- [Stated task 1]:
Write out the passage of the Hyperfine documentation starting at "magnetic_phi (float or" and ending at "gradient \(\beta\) in extrinsic ZYZ convention (degree).", word for word.

- [Page extract]:
'''

`Hyperfine`

class nexus.Hyperfine(id='', weight=1.0, isomer=0.0, magnetic_field=0.0, magnetic_theta=0.0, magnetic_phi=0.0, quadrupole=0.0, quadrupole_alpha=0.0, quadrupole_beta=0.0, quadrupole_gamma=0.0, quadrupole_asymmetry=0.0, texture=1.0, lamb_moessbauer=0.0, isomer_dist=None, magnetic_field_dist=None, magnetic_theta_dist=None, magnetic_phi_dist=None, quadrupole_dist=None, quadrupole_alpha_dist=None, quadrupole_beta_dist=None, quadrupole_gamma_dist=None, quadrupole_asymmetry_dist=None, isotropic=False)

Defines a set of hyperfine parameters acting on a Moessbauer isotope. Parameters can have distributions of type Distribution. Special random 2D and 3D distributions are available.

Parameters:

id (string) – User identifier.
weight (float or Var) – Relative weight of the site, > 0.
isomer (float or Var) – Isomer shift (mm/s).
magnetic_field (float or Var) – Magnetic hyperfine field amplitude (Tesla).
magnetic_theta (float or Var) – Polar angle of the magnetic field with respect to the beam propagation direction - photon \(k\) vector (degree).
magnetic_phi (float or Var) – Azimuthal angle of the magnetic field with respect to the \(sigma\) direction of the beam (degree).
quadrupole (float or Var) – Quadrupole splitting amplitude (mm/s).
quadrupole_alpha (float or Var) – Euler angle of the electric field gradient \(\alpha\) in extrinsic ZYZ convention (degree).
quadrupole_beta (float or Var) – Euler angle of the electric field gradient \(\beta\) in extrinsic ZYZ convention (degree).
quadrupole_gamma (float or Var) – Euler angle of the electric field gradient \(\gamma\) in extrinsic ZYZ convention (degree).
quadrupole_asymmetry (float or Var) – Asymmetry parameter of the electric field gradient, 0 to 1.
texture (float or Var) –
Texture coefficient between 0 and 1. It assumes the directional parameters of the site with a ratio of texture and a 3D isotropic distribution of the parameters with the ration 1 - texture. If isotropic is True it is not taken into account. Setting texture to 0 is the same as to set isotropic to True.

New in version 1.1.2.
lamb_moessbauer (float or Var) –
Lamb-Moessbauer factor of the hyperfine site. Only used when the lamb_moessbauer of the material is None.

New in version 1.1.2.
isomer_dist (Distribution) – Distribution to the isomer shift (mm/s).
magnetic_field_dist (Distribution) – Distribution to the magnetic hyperfine field amplitude (Tesla).
magnetic_theta_dist (Distribution) – Distribution to the polar angle of the magnetic field with respect to the beam propagation direction - photon \(k\) vector (degree).
magnetic_phi_dist (Distribution) – Distribution to the azimuthal angle of the magnetic field with respect to the \(sigma\) direction of the beam (degree).

'''

- [Dataset extract]:

'''

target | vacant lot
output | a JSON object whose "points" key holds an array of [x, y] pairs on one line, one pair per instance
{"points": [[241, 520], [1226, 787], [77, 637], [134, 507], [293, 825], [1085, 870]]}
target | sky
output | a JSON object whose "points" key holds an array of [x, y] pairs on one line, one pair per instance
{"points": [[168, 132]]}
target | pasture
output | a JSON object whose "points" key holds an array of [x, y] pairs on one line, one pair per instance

'''

- [Stated task 2]:
Lay out the rows as a numbered list, leaving out blank lines, starting at the row line that contains "target | sky" and ending at the last line of the rows.

- [Exercise response 1]:
magnetic_phi (float or Var) – Azimuthal angle of the magnetic field with respect to the \(sigma\) direction of the beam (degree).
quadrupole (float or Var) – Quadrupole splitting amplitude (mm/s).
quadrupole_alpha (float or Var) – Euler angle of the electric field gradient \(\alpha\) in extrinsic ZYZ convention (degree).
quadrupole_beta (float or Var) – Euler angle of the electric field gradient \(\beta\) in extrinsic ZYZ convention (degree).

- [Exercise response 2]:
1. target | sky
2. output | a JSON object whose "points" key holds an array of [x, y] pairs on one line, one pair per instance
3. {"points": [[168, 132]]}
4. target | pasture
5. output | a JSON object whose "points" key holds an array of [x, y] pairs on one line, one pair per instance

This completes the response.